_YOUR OBJECTIVE_
Return, character for character, the lines from the one bearing "Could you spot the row" through the end of the material. Omit everything before that line.

_RECORDS PROVIDED_
····················
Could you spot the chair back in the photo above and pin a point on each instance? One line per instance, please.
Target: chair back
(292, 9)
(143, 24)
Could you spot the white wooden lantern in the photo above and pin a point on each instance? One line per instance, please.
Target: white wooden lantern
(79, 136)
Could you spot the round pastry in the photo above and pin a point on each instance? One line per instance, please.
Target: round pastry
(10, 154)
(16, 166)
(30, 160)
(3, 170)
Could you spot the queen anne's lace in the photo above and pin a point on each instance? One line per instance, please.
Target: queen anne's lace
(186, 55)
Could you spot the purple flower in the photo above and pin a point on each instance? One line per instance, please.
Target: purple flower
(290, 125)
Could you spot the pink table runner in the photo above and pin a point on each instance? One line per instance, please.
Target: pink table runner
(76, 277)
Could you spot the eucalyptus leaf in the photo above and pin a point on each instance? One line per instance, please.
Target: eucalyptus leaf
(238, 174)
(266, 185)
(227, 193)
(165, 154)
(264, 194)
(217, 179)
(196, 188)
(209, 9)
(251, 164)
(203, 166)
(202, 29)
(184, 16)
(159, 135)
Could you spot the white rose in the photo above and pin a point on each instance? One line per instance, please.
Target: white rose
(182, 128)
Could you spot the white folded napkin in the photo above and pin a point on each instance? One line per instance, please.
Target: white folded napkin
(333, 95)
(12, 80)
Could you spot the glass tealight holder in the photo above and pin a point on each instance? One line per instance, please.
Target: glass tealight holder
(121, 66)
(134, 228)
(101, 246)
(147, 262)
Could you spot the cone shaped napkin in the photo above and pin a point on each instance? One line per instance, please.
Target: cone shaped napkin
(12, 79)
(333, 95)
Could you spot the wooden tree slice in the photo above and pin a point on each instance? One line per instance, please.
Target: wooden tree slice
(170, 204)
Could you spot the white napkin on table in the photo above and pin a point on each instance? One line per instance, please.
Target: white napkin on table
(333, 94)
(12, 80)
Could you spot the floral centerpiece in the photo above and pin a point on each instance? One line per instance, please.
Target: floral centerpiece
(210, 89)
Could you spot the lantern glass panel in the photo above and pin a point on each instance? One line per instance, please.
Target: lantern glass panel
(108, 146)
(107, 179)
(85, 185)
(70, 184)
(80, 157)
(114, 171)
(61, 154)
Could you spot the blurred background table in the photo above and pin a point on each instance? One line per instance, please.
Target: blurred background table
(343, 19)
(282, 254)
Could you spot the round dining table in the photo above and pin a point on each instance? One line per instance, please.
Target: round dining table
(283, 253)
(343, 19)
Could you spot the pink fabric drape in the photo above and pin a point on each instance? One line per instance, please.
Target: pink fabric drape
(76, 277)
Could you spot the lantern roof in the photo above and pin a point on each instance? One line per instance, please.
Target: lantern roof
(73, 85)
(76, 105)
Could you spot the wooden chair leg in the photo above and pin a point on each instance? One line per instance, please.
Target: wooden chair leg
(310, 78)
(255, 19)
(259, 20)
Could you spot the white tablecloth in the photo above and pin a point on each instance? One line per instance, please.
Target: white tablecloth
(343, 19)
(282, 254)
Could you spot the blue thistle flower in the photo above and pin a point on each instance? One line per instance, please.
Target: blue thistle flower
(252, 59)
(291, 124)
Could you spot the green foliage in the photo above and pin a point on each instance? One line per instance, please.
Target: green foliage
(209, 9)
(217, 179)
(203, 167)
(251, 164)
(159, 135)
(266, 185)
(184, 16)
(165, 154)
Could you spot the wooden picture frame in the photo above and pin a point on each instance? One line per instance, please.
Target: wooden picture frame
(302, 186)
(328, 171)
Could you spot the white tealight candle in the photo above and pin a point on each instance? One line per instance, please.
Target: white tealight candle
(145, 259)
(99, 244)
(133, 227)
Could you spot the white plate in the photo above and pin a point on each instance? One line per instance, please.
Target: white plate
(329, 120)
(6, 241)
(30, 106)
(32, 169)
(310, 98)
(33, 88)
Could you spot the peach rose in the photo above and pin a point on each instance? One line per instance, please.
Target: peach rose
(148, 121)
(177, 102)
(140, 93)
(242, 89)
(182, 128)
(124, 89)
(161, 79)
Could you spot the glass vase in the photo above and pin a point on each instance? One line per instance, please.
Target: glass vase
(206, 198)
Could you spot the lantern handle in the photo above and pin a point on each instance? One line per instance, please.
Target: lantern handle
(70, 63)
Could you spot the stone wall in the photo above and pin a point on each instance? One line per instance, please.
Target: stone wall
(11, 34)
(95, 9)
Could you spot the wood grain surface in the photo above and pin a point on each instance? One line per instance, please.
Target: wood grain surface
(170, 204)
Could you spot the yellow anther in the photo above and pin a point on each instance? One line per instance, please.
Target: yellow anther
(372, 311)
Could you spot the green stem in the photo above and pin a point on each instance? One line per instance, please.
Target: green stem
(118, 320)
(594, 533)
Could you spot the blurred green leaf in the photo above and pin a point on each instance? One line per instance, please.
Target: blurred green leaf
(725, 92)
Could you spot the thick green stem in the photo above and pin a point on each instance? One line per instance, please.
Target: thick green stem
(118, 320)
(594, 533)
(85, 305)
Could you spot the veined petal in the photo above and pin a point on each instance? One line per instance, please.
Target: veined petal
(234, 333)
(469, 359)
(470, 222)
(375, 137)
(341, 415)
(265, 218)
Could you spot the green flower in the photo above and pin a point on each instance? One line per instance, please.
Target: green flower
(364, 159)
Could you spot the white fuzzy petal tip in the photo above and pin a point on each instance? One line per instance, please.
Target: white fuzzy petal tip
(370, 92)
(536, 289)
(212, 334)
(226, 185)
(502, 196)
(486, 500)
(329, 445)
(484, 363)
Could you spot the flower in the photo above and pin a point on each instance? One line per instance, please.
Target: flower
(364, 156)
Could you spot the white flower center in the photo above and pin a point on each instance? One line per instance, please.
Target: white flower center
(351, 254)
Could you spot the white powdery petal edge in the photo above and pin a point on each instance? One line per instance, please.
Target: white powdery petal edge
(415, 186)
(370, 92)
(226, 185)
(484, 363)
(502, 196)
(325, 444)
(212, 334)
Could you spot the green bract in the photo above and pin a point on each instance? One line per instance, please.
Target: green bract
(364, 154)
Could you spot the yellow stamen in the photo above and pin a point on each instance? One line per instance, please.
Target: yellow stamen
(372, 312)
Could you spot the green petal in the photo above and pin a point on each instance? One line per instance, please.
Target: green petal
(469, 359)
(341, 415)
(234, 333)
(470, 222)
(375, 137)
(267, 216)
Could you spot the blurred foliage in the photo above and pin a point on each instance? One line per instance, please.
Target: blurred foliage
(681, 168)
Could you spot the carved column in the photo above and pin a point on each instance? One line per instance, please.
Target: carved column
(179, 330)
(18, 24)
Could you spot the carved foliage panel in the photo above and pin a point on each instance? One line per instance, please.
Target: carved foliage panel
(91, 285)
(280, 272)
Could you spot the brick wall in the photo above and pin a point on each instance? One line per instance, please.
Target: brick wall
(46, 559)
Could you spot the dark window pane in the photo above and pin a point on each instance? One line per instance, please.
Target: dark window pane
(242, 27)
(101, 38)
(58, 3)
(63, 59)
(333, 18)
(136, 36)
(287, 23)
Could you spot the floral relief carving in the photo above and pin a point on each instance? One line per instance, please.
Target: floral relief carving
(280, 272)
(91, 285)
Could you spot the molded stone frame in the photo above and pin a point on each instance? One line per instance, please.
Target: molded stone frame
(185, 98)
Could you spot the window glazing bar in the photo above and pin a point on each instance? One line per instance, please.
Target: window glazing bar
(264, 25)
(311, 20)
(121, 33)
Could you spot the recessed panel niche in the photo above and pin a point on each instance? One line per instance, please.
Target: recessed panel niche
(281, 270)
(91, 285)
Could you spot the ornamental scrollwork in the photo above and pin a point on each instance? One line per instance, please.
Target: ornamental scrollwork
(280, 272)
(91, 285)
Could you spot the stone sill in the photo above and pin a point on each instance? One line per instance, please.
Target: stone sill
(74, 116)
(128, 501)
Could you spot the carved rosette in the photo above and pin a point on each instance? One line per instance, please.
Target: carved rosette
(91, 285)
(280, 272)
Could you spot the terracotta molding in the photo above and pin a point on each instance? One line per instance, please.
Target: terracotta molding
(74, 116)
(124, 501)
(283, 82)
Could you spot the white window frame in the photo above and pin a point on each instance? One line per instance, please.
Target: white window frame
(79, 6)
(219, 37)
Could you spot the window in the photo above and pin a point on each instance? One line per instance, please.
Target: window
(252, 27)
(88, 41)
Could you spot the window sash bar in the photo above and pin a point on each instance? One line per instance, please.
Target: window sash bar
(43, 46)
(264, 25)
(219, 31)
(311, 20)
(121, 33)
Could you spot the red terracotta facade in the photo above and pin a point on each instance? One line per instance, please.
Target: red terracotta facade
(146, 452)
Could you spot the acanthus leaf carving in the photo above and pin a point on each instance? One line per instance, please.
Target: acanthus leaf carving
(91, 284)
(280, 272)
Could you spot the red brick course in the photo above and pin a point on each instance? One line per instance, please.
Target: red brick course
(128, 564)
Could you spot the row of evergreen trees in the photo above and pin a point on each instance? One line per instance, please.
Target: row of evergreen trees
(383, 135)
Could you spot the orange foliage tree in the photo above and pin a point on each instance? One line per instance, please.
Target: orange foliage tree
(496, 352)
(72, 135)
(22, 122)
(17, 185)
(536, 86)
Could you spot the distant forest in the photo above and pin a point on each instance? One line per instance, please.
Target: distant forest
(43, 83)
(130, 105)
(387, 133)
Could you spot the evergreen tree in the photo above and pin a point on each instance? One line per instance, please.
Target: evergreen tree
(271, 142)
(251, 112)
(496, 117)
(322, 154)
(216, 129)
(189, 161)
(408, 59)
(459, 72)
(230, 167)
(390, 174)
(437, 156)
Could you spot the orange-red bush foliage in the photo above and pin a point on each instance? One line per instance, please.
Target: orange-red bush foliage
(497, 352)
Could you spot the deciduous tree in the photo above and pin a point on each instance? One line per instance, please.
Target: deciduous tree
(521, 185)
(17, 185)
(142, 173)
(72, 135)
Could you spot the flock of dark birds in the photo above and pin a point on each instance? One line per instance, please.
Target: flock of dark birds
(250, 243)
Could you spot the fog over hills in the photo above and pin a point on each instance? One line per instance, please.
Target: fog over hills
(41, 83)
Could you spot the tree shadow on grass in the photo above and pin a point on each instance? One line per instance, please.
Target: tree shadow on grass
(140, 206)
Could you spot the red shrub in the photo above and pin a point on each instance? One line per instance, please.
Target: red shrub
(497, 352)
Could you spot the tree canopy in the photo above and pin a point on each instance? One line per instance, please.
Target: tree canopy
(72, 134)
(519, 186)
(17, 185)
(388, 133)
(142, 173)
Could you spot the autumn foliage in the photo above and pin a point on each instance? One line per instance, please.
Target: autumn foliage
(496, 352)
····················
_ANSWER TO THE PROBLEM_
Could you spot the row of evergreen trees in the photo above and pin a point on each instance? One line per instance, please.
Target: row of evergreen trees
(383, 135)
Could you spot the orange foliage tree in the photo above and pin a point on each instance? One line per instance, please.
Target: orange foliage tree
(496, 352)
(72, 135)
(22, 122)
(17, 185)
(536, 86)
Could you spot the distant forest in the photo above and pin a point on each instance? One line per instance, please.
Target: distant forest
(43, 83)
(130, 105)
(387, 133)
Could you spot the evergreen tree in the photo above and pin a point on each instance? One line per instance, please.
Target: evergreen tree
(271, 142)
(251, 112)
(496, 117)
(322, 154)
(216, 129)
(189, 161)
(408, 59)
(459, 72)
(230, 167)
(390, 174)
(437, 156)
Could you spot the orange-red bush foliage in the photo above and pin a point on each instance? One line per instance, please.
Target: orange-red bush foliage
(497, 352)
Could you spot the deciduous tree in the photo above and pin a point on each instance? One line per instance, please.
Target: deciduous tree
(521, 185)
(17, 185)
(142, 173)
(72, 135)
Could you spot the flock of dark birds in the photo above and pin a point on each instance? One line per instance, please.
Target: flock of dark birds
(250, 243)
Could you spot the fog over hills in the photo above and pin a point on each instance? One line per instance, please.
Target: fog over hills
(41, 83)
Could you spot the tree shadow on grass in the photo above and pin a point on each instance? One line per instance, please.
Target: tree shadow on grass
(140, 206)
Could you spot the red shrub in the photo above and pin a point on each instance? One line per instance, please.
Target: red shrub
(497, 352)
Could you spot the tree canopy in the photo above and pin a point on each instance? One line per instance, please.
Target: tree canopy
(72, 134)
(519, 186)
(17, 185)
(388, 133)
(142, 173)
Could you spot the autumn foliage in the photo above and pin a point on each instance? One line per instance, please.
Target: autumn foliage
(496, 352)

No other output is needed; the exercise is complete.